### PROVIDED DATA

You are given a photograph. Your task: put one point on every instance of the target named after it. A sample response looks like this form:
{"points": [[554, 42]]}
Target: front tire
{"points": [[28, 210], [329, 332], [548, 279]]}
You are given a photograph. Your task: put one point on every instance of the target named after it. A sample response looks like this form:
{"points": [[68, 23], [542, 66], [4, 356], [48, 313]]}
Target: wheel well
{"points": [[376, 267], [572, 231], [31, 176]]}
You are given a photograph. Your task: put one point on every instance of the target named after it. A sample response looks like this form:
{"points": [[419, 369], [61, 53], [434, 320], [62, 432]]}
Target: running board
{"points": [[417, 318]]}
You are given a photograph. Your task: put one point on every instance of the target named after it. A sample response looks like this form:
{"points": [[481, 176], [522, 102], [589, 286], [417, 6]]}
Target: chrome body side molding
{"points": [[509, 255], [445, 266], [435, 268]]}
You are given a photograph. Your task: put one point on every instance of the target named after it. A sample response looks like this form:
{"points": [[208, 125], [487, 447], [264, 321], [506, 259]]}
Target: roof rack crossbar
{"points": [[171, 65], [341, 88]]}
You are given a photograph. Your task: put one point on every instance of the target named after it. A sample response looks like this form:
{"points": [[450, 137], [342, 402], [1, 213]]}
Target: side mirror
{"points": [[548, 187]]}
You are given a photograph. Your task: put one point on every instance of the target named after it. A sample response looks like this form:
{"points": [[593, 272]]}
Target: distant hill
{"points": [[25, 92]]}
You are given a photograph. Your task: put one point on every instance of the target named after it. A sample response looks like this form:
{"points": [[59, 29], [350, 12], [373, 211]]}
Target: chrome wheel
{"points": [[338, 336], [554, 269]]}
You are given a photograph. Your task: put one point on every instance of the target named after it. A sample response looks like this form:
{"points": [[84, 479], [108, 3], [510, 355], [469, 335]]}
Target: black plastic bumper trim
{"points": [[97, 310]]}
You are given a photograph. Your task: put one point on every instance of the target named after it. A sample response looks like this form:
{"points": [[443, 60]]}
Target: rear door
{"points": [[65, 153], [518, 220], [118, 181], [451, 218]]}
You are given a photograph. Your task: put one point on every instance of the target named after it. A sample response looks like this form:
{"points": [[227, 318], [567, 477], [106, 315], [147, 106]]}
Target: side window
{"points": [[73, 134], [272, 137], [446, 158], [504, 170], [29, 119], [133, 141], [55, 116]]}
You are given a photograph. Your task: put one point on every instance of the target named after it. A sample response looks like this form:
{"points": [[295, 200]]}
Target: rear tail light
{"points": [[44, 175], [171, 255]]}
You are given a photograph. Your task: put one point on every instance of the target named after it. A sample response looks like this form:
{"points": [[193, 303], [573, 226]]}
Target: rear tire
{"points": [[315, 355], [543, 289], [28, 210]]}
--
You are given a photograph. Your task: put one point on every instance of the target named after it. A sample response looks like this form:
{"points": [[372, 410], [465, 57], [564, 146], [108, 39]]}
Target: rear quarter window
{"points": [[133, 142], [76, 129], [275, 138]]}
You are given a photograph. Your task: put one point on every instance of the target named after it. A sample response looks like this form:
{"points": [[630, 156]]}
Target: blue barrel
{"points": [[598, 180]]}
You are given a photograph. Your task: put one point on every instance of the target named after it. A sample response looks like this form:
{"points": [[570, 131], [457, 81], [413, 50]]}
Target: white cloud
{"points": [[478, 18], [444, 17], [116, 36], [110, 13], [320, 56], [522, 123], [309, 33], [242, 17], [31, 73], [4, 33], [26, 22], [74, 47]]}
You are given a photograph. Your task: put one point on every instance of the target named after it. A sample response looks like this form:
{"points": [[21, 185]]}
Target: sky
* * *
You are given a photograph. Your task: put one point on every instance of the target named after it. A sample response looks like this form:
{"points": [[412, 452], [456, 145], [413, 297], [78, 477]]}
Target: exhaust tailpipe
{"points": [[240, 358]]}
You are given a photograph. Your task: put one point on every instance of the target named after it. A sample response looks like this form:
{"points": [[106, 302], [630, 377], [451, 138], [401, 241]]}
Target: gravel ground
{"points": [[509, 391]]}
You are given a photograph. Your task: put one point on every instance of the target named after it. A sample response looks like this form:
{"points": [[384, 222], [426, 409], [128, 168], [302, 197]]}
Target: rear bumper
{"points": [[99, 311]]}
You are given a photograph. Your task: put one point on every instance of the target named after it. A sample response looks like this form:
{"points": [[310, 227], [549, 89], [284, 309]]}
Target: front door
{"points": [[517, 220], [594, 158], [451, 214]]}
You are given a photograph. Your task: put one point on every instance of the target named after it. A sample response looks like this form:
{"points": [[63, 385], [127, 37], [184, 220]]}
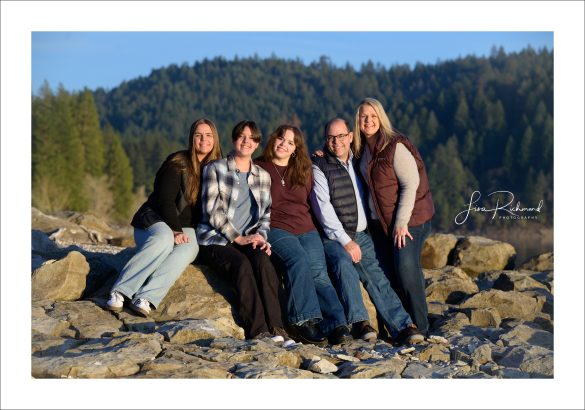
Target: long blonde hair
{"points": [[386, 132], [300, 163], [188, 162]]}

### WRITTEN EXERCISE
How many of the lines above contain the string "side", where case counts? Reply with the number alone.

### EXERCISE SOLUTION
3